» **REQUIRED TASK**: State how many lines in the records below contain the word "Exercise". Give only the number.

» **DATA FOR THIS TASK**:
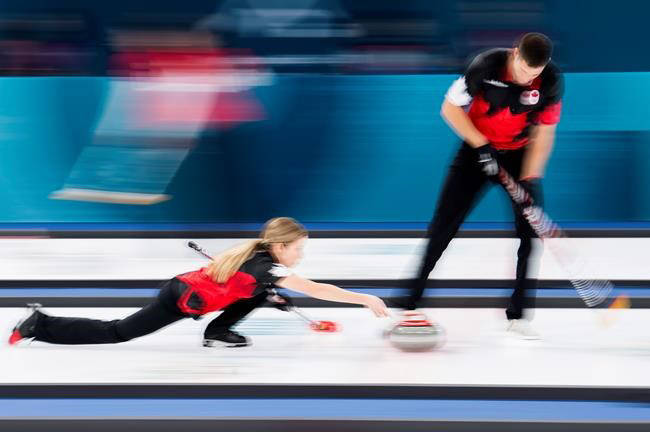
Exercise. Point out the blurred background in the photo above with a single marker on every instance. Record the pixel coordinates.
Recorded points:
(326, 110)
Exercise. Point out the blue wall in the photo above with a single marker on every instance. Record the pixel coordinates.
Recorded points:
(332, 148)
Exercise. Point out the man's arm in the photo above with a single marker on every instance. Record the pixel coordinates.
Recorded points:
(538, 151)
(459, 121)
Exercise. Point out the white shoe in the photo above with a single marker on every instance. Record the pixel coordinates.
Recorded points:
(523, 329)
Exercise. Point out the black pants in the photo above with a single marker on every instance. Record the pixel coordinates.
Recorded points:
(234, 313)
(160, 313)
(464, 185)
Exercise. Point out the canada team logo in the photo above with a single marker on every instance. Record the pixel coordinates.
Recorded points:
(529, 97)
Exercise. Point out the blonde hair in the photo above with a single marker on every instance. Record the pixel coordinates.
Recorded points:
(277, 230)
---
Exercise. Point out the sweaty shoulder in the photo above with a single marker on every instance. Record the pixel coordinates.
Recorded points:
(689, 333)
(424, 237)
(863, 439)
...
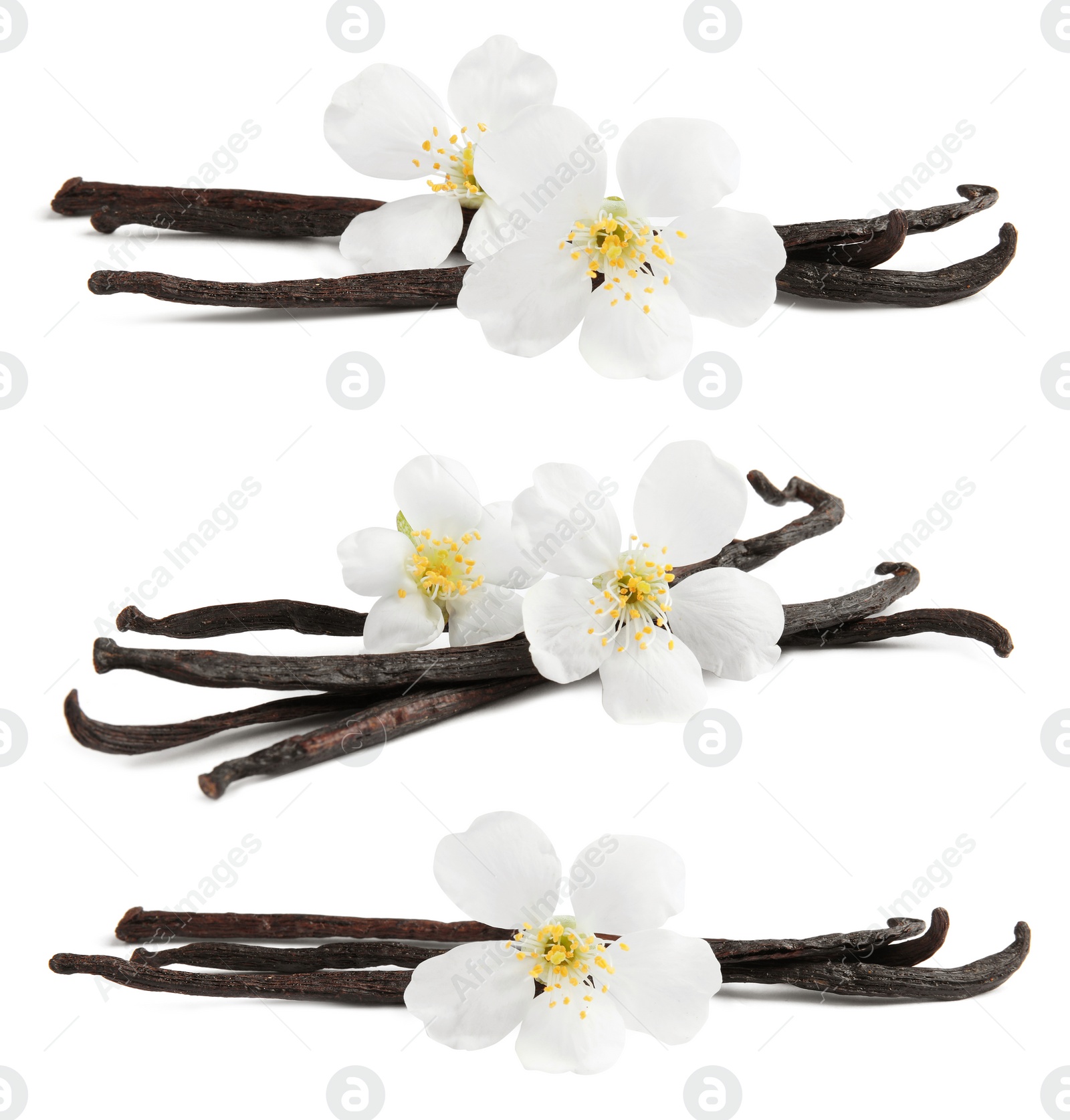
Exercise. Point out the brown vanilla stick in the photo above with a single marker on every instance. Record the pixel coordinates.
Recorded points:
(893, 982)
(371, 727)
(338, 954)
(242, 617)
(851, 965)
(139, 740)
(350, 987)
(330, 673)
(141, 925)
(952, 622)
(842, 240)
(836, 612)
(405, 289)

» **ANSWER BELOW**: 9